Material shown »
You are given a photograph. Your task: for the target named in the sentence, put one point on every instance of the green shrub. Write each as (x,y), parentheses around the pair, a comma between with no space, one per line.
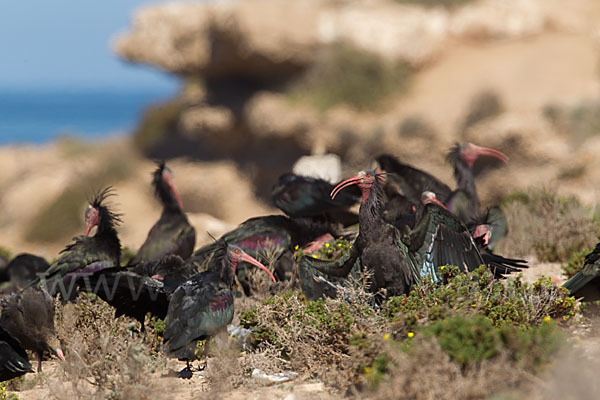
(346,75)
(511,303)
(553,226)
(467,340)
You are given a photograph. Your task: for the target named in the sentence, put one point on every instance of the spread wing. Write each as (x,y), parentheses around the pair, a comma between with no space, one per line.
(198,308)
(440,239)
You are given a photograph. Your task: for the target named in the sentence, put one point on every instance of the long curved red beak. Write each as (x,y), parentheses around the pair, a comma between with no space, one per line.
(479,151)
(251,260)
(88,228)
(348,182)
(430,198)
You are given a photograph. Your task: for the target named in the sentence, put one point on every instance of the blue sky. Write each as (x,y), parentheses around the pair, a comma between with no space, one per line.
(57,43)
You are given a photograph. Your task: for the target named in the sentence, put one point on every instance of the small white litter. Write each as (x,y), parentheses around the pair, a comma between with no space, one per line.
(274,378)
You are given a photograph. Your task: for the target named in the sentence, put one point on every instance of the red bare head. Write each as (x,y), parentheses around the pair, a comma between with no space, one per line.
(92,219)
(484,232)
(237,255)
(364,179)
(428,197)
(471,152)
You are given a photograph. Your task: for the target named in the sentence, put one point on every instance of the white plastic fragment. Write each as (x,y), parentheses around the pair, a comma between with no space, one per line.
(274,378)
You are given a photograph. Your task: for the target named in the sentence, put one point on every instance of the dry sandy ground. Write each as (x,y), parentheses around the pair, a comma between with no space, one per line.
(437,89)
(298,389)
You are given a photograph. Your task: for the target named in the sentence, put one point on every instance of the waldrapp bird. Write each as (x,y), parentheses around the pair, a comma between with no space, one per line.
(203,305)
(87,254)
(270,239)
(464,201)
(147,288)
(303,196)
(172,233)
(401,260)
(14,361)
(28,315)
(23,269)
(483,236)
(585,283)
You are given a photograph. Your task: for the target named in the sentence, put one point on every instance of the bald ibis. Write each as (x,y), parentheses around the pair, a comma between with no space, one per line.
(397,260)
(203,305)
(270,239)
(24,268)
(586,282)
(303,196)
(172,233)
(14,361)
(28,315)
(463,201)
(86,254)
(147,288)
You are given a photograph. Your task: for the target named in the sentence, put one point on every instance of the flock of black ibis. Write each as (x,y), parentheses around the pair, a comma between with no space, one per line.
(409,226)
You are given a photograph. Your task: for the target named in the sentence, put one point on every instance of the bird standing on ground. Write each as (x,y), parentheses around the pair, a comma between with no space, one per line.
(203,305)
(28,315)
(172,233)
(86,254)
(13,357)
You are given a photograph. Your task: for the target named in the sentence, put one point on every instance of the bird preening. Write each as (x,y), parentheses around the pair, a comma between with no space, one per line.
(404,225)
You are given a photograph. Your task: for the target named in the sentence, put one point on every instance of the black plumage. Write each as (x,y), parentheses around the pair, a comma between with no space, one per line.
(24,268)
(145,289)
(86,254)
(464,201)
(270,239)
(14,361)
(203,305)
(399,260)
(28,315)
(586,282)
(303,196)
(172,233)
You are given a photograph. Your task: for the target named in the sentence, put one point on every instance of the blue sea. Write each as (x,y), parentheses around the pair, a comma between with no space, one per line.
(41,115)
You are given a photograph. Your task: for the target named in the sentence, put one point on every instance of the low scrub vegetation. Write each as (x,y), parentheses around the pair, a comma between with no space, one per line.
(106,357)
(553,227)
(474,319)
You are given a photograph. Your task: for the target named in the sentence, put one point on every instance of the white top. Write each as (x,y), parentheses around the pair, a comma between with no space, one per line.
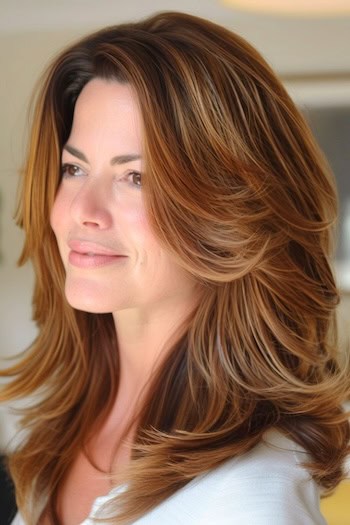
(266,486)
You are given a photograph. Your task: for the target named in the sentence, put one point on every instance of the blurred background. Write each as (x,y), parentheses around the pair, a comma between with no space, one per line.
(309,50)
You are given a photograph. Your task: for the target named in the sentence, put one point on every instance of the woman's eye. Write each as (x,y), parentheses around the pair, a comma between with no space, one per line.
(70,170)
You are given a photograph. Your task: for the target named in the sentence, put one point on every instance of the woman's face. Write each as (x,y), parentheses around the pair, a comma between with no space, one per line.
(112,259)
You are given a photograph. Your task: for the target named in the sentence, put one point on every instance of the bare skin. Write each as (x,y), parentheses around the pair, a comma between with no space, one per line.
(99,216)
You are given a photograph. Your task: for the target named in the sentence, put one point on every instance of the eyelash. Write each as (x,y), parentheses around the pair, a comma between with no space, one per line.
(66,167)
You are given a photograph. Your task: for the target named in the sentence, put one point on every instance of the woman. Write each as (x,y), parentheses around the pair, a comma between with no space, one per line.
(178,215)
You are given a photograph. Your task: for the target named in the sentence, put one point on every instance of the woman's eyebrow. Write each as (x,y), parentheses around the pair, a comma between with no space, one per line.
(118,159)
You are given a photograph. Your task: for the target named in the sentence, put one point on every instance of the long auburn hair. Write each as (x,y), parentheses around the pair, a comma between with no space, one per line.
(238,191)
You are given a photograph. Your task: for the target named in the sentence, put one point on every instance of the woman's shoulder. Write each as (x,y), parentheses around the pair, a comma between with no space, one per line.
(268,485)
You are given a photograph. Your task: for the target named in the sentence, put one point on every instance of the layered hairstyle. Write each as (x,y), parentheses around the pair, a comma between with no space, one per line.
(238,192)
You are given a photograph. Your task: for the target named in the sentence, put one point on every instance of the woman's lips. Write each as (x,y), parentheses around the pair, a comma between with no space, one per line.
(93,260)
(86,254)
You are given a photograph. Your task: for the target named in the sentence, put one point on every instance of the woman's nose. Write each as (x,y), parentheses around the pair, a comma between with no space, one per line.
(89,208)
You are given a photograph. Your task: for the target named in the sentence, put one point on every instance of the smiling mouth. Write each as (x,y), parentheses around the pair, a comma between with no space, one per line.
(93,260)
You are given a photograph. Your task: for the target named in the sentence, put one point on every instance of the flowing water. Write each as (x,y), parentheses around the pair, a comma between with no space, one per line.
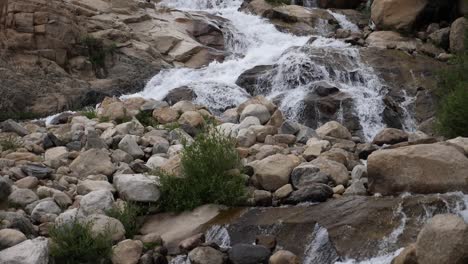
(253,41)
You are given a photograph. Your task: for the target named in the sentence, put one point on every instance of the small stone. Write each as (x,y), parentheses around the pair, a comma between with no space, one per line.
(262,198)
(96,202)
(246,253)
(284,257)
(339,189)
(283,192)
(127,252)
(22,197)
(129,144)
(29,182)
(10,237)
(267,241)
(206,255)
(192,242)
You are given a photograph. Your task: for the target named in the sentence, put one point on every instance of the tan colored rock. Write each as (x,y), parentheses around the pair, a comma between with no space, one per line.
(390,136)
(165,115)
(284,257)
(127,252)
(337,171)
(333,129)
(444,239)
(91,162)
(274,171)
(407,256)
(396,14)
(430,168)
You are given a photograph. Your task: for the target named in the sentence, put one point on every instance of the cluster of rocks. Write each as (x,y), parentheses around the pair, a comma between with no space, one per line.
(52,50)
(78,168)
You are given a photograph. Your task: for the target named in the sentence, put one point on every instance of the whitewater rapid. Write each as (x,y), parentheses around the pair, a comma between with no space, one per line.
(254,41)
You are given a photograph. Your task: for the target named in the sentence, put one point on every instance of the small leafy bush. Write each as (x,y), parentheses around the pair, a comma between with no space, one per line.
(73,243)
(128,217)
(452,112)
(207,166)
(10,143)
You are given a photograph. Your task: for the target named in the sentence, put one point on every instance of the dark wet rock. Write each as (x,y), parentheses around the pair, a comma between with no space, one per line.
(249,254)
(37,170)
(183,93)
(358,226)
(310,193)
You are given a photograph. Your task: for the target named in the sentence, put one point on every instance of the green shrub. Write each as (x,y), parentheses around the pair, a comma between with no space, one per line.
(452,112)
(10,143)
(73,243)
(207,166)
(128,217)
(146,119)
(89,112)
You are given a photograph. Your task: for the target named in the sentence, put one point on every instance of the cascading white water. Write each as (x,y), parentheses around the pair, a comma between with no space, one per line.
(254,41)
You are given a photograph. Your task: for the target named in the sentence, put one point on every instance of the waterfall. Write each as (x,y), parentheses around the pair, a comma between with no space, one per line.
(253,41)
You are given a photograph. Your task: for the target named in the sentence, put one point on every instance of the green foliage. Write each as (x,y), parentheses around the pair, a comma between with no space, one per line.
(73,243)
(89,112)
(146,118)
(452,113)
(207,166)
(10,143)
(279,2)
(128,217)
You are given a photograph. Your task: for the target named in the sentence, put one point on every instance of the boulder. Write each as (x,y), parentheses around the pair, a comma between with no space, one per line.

Do this » Quote, without any change, each line from the one that contains "the small leafy" through the end of the material.

Result for this task »
You are given a photograph. Your task: for the target named in the sentence, put one point on every instance of the small leafy bush. Write each as (x,y), parentheses around the pair, a comma between with no space, one per line.
(73,243)
(128,217)
(452,112)
(207,166)
(10,143)
You are given a photograph. Your task: for the target named in the sentence, put one point on every instance of the dark wet rock. Write each as (x,y), parentheses around the pair, a comma between with no space, one per line.
(249,254)
(37,170)
(183,93)
(358,226)
(310,193)
You are given a photograph. Your task: for the target named in the sentence, put one point on every instance of the green shrub. Write each as (x,y), parentheses around the pair, a comma between with no space, one per line.
(452,112)
(10,143)
(73,243)
(207,166)
(128,217)
(146,119)
(89,112)
You are given a photograph. Your task: for the target named in the sentence, put one point on every instance of the cascading white water. Write each as (x,y), parentheses around the pair, a comma between with no space, one per line.
(254,41)
You are given a photograph. Your task: for the target named in the sentence, put one point on every instance of the waterfall. Write each as (x,y), parentheses around the pair, a comma between with no space, one per line.
(253,41)
You are given a photograph. Your task: for the target named in the sentence, put one point on every instance of the green foliage. Write each as (x,y), parentheses around the pair, a comma between with no space, one per line.
(73,243)
(89,112)
(146,118)
(452,113)
(207,166)
(10,143)
(279,2)
(128,217)
You are given a photograph. Your task: for the target named in the sentence, put one point on every instance of the boulder. Write each as (x,y), parentheses around the pair, a comma between with no space, one per line.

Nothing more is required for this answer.